TASKS TO COMPLETE:
**1)** According to the biography of John Winfield Bonser, in which years did he begin and end his service as Attorney General of the Straits Settlements?
**2)** In one to three sentences, explain how Bonser came to be appointed Chief Justice of the Straits Settlements in 1893, according to his biography.

SUPPLIED TEXT:
+--
Sir John Winfield Bonser,  (24 October 1847 – 9 December 1914) was a British colonial judge. He served as the 17th Chief Justice of Ceylon for almost 10 years.

Early life
Bonser was the son of Reverend John Bonser.  He was born in Walsham, Norfolk, in 1847.

Bonser was educated at Ashby Grammar School, Loughborough Grammar School, Heath Grammar School admitted October 1863, and Christ's College, Cambridge and Lincoln's Inn.

Legal career
He was Attorney General of the Straits Settlements between 1883 and 1893.  He was appointed Chief Justice of the Straits Settlements, in 1893, on the untimely death from cholera of the incumbent Chief Justice, Elliot Bovill.  He soon transferred to Ceylon where he served as Chief Justice of Ceylon from 1893 to 1902. He was knighted in 1894.

He was appointed to the Privy Council on 11 June 1902, and sat as a Member of Judicial Committee of the Privy Council from 1902 onwards.
+--
DATA SECTION:
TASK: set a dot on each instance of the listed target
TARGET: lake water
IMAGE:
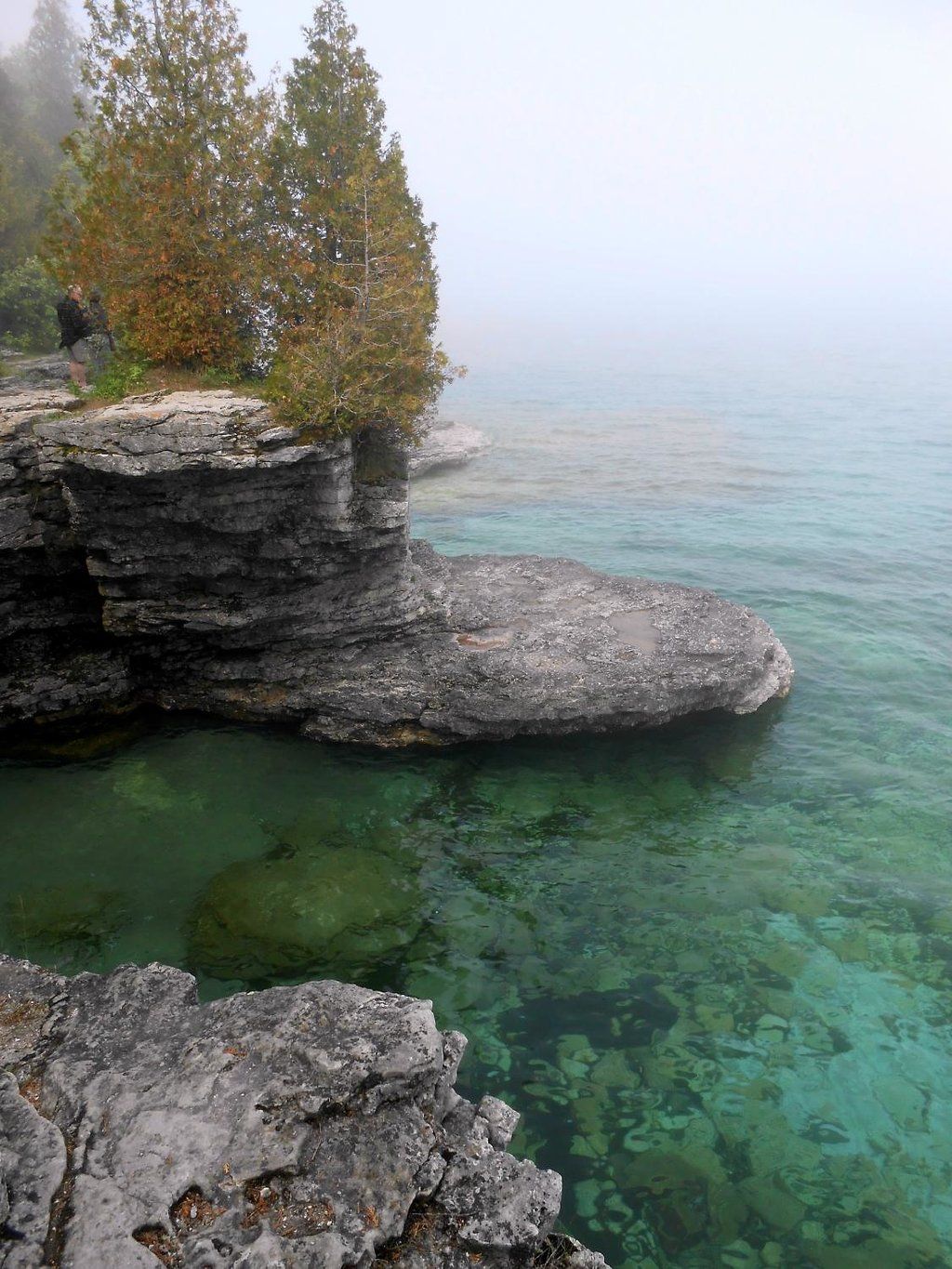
(711, 965)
+--
EXPECTED RESPONSES:
**1)** He began in 1883 and ended in 1893.

**2)** The incumbent Chief Justice, Elliot Bovill, died of cholera. Bonser, then Attorney General of the Straits Settlements, was appointed to succeed him.